--- Pedidos ---
1: Segundo a crítica a "CHAOSMOSIS", por que razão disparar em todas as direcções acaba por jogar a favor da banda? Responde em uma a três frases.
2: Enumera todos os álbuns dos Primal Scream mencionados na crítica a "CHAOSMOSIS", com o ano sempre que o texto o indique.
3: Escreve a continuação da crítica ao álbum "CHAOSMOSIS", dos Primal Scream, a partir do ponto em que o excerto termina.

--- Excerto fornecido ---
<<<<

Este grito ainda se faz ouvir
Iguais a si próprios, mas ainda capazes de surpreender. Assim estão os PRIMAL SCREAM em "CHAOSMOSIS", 11º álbum movido por um entusiasmo que falta a muitas estreias.
Com um pé no rock e outro na música de dança, os Primal Scream andam há mais de 30 anos a consolidar uma discografia que não se contenta em ser versátil. Às vezes Bobby Gillespie e companhia insistem em tornar-se esquizofrénicos e é por aí que "CHAOSMOSIS" segue depois de três álbuns relativamente arrumados - "Riot City Blues" (2006) e "Beautiful Future" (2008), pouco estimulantes, e o mais aconselhável "More Light" (2013).
Neste caso, disparar em todas as direcções até joga a favor dos britânicos. Se a dispersão sonora é evidente, com espaço para revisitações a muitas fases passadas, as letras têm aqui um tom mais pessoal e, mais importante ainda, o alinhamento é dos mais coesos de uma banda habituada a ir do genial ao dispensável.
Sem se candidatar a disco de referência na linha de um "Screamadelica" (1991), o 11º album dos Primal Scream faz ver tanto a alguns novatos como veteranos na altura de cruzar guitarras e sintetizadores, mistura já longe de surpreendente (e que não conhece aqui transformações de maior) mas com uma conjugação eficaz de sabedoria e energia na fórmula do grupo. "Trippin' on Your Love", a abrir, é uma actualização descarada de "Movin' On Up", a convocar house e gospel enquanto convida à festa, mesmo que às tantas pouco mais faça do que mostrar Gillespie a repetir o título do tema ao lado de um coro feminino (composto por umas demasiado discretas HAIM).

>>>>

Linhas de um conjunto de dados de apontamento

<<<<

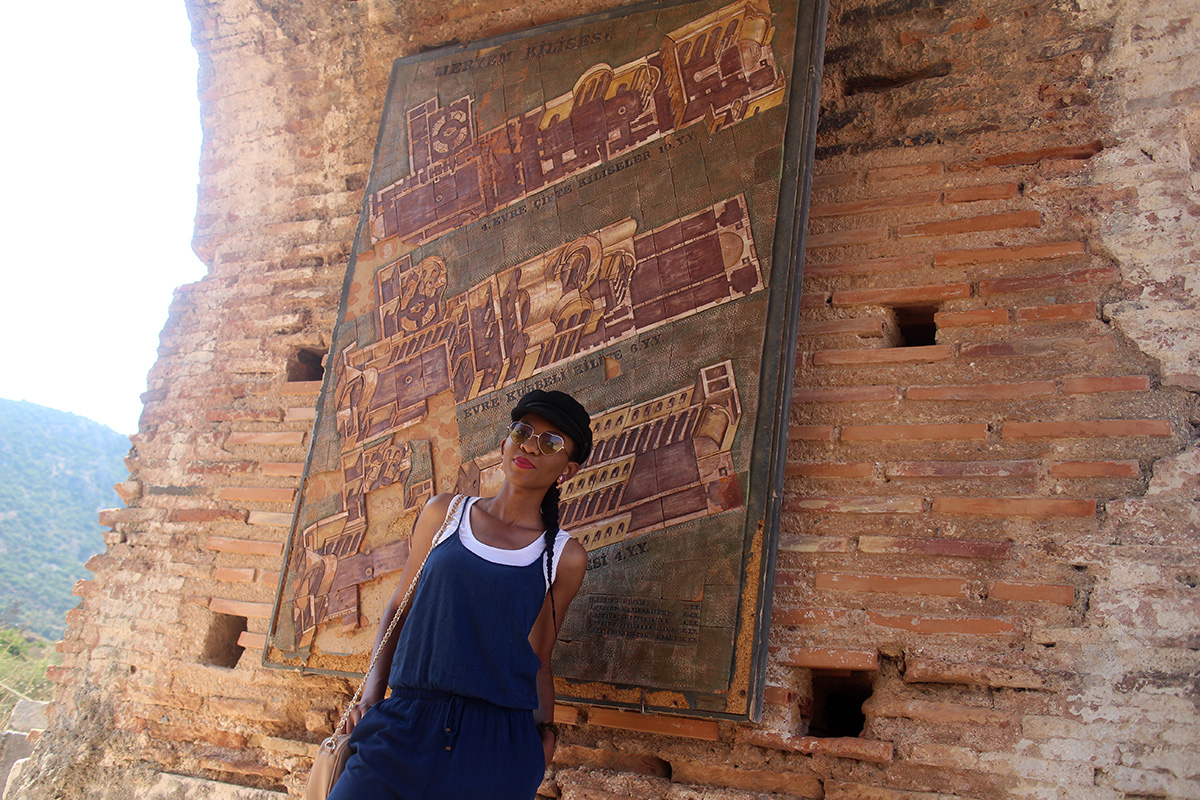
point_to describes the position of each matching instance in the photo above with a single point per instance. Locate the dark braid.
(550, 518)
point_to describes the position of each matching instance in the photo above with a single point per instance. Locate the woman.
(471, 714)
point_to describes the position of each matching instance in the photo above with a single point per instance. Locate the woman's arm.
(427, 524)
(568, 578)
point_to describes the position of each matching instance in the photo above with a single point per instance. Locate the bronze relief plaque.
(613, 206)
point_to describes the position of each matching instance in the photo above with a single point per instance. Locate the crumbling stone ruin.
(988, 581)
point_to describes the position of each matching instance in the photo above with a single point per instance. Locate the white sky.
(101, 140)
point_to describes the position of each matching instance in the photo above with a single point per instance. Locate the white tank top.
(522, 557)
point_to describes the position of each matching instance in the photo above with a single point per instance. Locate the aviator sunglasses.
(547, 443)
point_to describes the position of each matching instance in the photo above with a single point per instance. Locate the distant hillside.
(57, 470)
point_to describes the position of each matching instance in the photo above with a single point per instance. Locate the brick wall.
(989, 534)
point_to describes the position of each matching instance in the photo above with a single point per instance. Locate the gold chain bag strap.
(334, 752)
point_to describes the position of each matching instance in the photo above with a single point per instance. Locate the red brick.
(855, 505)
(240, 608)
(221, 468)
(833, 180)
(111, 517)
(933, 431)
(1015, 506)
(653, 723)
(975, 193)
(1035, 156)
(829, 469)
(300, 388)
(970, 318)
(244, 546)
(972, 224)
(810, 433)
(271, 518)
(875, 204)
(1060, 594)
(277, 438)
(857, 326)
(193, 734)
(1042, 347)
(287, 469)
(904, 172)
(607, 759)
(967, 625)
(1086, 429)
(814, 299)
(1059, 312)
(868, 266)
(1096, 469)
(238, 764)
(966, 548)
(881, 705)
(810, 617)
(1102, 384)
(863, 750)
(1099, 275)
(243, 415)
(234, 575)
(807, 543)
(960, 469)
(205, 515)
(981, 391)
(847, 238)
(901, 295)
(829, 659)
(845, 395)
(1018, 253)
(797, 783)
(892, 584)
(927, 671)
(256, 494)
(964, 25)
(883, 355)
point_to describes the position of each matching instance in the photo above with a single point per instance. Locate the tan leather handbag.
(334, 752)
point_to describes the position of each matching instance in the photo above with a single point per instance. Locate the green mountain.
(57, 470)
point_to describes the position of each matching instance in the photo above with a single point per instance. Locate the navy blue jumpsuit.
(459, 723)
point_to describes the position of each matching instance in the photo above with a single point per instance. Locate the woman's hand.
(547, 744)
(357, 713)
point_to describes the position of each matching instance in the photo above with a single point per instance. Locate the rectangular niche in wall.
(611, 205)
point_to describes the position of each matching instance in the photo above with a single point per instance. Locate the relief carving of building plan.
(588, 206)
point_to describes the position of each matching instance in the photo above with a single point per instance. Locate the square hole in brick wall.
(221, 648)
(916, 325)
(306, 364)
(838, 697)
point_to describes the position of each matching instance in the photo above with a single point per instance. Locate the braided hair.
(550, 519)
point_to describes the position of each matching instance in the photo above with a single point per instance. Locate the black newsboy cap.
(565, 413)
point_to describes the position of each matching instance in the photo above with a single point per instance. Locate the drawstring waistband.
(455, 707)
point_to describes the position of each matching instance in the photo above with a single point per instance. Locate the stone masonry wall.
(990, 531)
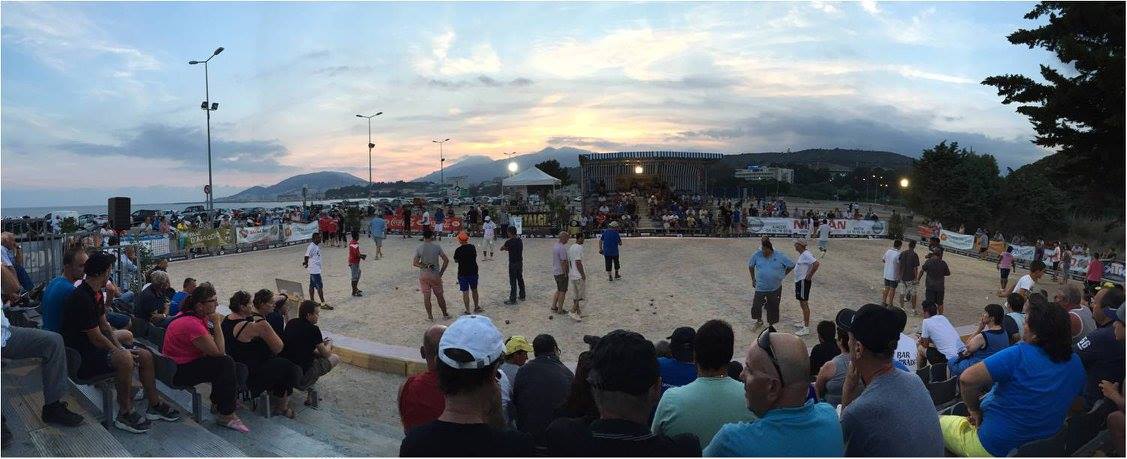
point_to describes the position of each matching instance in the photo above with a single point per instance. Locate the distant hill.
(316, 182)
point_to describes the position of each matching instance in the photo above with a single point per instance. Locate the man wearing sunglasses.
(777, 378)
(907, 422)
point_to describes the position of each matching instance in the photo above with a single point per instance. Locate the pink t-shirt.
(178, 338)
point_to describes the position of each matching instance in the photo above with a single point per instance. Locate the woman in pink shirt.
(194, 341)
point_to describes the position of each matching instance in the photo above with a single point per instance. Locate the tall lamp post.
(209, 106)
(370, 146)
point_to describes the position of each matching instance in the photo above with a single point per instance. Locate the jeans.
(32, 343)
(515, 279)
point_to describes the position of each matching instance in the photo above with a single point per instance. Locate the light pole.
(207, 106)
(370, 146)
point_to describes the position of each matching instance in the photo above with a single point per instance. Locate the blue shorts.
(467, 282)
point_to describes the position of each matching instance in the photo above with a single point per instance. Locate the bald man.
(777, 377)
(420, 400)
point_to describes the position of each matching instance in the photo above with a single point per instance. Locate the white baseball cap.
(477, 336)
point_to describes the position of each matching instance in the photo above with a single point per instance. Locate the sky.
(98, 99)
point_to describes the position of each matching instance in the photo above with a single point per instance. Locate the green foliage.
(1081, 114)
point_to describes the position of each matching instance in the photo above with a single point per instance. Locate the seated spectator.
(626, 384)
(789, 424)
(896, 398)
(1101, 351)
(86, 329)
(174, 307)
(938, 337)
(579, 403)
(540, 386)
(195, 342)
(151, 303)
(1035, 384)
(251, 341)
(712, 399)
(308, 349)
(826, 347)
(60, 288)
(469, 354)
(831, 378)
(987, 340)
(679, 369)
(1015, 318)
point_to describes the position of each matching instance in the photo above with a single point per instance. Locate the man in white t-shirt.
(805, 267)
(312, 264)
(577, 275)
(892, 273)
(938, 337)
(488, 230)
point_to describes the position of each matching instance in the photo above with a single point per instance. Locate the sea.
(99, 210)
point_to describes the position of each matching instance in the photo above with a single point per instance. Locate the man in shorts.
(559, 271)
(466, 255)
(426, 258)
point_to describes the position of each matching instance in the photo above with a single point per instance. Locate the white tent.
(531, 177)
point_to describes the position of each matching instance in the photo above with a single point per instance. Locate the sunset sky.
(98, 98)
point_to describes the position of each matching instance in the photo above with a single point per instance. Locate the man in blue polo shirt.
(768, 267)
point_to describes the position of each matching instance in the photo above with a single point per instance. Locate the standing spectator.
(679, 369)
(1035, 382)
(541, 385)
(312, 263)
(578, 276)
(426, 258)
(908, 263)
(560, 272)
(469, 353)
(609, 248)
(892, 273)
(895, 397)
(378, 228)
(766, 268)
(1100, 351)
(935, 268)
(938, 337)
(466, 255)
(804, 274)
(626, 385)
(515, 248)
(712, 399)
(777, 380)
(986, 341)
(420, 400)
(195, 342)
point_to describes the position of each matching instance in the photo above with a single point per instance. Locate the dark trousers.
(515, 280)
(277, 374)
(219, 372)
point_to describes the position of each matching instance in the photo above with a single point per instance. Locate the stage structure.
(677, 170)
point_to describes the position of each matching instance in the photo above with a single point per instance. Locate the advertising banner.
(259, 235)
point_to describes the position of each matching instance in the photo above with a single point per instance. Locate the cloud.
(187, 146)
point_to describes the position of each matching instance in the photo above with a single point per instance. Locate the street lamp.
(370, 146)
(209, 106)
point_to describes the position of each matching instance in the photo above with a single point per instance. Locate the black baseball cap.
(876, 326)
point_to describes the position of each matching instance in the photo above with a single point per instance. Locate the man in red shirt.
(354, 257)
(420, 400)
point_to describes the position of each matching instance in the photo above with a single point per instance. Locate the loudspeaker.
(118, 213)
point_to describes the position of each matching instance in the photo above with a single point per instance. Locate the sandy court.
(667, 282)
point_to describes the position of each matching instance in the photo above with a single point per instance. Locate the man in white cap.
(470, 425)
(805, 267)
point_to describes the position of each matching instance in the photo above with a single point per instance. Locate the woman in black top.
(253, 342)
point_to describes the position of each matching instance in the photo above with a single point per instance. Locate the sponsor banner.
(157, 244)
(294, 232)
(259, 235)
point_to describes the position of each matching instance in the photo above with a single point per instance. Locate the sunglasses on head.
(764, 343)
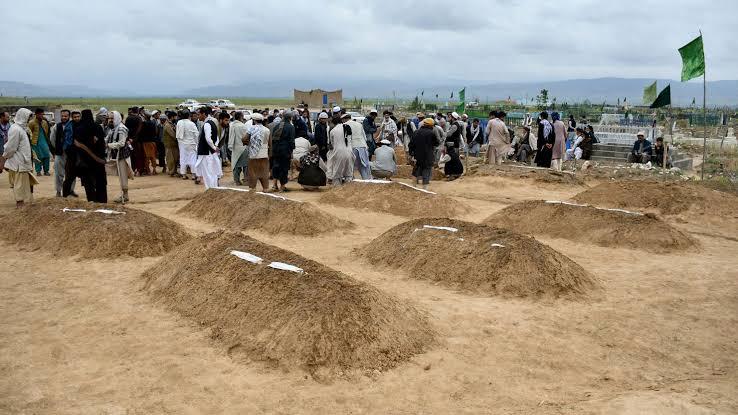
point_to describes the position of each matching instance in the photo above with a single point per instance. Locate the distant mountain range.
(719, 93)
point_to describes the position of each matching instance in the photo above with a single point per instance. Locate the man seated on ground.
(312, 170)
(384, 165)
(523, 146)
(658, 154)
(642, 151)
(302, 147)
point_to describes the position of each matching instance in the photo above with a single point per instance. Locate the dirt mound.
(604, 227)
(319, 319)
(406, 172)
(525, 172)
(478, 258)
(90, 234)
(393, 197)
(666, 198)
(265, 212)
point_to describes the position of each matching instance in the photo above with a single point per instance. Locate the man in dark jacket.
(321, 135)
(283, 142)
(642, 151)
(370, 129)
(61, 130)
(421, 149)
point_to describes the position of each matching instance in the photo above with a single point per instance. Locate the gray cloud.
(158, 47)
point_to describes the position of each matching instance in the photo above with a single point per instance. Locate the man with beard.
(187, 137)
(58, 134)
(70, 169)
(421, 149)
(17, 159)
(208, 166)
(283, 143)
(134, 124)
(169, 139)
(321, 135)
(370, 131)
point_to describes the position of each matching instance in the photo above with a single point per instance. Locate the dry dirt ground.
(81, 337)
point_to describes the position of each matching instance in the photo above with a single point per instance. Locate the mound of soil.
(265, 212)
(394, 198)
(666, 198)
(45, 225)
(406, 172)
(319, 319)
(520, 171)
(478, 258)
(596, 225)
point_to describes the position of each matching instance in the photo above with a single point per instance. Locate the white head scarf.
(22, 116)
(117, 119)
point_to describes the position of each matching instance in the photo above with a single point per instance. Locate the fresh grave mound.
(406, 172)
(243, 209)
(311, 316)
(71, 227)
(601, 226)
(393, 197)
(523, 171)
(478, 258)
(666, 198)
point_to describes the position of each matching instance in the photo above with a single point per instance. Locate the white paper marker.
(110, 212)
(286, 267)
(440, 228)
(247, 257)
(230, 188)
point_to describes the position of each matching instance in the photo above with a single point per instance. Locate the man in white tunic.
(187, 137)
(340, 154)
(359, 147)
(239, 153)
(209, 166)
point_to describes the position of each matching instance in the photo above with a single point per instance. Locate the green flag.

>>>>

--- Respostas por tarefa ---
1: Apesar de a dispersão sonora ser evidente, com revisitações a muitas fases passadas, as letras têm um tom mais pessoal. Além disso, o alinhamento é dos mais coesos de uma banda habituada a ir do genial ao dispensável.

2:
- "CHAOSMOSIS"
- "Riot City Blues" (2006)
- "Beautiful Future" (2008)
- "More Light" (2013)
- "Screamadelica" (1991)

3:
Melhor é "(Feeling Like A) Demon Again", exemplo de synth pop sinuosa com alma pós-punk, vertigem reactivada na explosiva "100% or Nothing" (mais New Order do que Primal Scream, mas os New Order mais urgentes em anos) ou no disparo "When the Blackout Meets the Fallout" (curtíssima passagem pela farpa industrial de "Evil Heat", de 2002). Menos imponente, "Where the Light Gets In" recruta Sky Ferreira para um dueto que lembra a colaboração com Kate Moss em "Some Velvet Morning", ainda que seja um cartão de visita apenas mediano.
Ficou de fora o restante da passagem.